══ Entries shown
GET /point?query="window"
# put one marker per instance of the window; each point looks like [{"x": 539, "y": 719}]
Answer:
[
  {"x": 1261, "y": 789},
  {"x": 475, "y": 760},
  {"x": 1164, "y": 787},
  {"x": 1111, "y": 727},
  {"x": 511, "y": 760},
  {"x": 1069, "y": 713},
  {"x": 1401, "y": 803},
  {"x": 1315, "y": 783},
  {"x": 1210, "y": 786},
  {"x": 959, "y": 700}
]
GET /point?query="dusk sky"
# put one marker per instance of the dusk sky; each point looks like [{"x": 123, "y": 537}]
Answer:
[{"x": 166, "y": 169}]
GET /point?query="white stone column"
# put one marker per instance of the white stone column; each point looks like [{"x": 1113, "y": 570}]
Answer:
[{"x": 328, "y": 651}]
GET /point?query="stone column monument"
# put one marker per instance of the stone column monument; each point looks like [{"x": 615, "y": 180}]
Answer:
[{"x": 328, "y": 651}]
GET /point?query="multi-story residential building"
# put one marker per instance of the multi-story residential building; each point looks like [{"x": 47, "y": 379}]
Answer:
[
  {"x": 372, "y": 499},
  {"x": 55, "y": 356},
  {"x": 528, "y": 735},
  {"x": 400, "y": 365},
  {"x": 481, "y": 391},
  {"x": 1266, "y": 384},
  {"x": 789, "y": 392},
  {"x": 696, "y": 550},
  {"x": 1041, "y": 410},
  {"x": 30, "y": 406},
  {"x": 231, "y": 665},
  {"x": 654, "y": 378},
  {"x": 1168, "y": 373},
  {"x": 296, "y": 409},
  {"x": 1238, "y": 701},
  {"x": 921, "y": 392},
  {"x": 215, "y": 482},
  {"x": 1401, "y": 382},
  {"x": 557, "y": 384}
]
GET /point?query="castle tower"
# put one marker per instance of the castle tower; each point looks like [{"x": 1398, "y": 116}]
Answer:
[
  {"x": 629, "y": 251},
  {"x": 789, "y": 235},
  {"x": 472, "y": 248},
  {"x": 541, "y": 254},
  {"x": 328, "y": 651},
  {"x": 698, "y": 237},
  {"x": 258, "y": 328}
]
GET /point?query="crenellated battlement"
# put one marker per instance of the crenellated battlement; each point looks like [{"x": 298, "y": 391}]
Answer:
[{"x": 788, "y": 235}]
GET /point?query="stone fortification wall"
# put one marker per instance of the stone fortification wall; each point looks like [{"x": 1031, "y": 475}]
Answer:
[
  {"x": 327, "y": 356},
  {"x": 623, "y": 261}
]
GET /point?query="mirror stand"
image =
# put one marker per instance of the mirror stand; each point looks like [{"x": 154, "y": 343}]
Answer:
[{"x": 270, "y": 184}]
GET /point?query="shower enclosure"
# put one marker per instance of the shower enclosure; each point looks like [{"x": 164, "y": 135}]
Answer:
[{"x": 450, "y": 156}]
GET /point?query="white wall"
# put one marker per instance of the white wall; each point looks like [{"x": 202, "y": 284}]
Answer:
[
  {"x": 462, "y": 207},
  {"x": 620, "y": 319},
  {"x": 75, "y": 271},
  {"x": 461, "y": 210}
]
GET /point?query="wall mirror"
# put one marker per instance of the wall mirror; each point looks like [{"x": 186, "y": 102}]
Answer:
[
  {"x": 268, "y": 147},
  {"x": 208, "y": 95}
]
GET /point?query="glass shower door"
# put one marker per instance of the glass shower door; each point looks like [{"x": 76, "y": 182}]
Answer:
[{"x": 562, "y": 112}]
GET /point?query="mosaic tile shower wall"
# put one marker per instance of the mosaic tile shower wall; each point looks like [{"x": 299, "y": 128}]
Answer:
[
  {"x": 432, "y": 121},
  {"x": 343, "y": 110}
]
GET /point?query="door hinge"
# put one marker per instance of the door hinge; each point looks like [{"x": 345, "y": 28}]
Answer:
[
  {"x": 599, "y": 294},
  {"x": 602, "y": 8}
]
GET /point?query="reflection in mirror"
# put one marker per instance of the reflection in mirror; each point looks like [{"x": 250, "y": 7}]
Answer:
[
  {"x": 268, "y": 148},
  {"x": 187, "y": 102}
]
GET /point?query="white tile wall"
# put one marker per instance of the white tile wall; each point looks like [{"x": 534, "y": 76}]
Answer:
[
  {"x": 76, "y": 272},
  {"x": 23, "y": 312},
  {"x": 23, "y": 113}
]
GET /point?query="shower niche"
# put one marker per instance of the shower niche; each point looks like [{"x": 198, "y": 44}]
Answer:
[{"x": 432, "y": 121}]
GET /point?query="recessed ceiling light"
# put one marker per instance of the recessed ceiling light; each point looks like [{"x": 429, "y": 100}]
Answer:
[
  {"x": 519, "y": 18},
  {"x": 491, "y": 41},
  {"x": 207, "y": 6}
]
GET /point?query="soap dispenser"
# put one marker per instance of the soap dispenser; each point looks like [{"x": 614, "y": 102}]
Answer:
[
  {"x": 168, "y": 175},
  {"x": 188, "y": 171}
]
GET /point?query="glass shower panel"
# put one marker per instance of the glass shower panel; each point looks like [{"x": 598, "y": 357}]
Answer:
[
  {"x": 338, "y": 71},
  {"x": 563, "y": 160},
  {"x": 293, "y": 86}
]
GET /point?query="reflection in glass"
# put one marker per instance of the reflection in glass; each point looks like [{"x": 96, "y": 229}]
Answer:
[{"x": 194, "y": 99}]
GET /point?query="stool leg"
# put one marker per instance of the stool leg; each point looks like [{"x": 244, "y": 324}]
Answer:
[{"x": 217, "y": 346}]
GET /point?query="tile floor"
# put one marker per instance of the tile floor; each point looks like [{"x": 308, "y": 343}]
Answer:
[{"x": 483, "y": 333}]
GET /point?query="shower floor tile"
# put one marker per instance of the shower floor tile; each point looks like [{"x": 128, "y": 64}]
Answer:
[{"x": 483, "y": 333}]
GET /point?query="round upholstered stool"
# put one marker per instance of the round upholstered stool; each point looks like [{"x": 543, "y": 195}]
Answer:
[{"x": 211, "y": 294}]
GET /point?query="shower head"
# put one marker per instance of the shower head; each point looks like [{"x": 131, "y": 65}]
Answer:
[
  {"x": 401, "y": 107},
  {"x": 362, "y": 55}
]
════
What needs to be done: Locate every line of the data above that contains the string "column" and copy each one out in full. Treat uppercase and lowercase as different.

Output:
GET /point?query="white stone column"
# put one marker per instance of the white stone column; each point looks like [{"x": 1113, "y": 570}]
GET /point?query="stone column monument"
# put one marker per instance of the stone column monument; each point looks like [{"x": 615, "y": 180}]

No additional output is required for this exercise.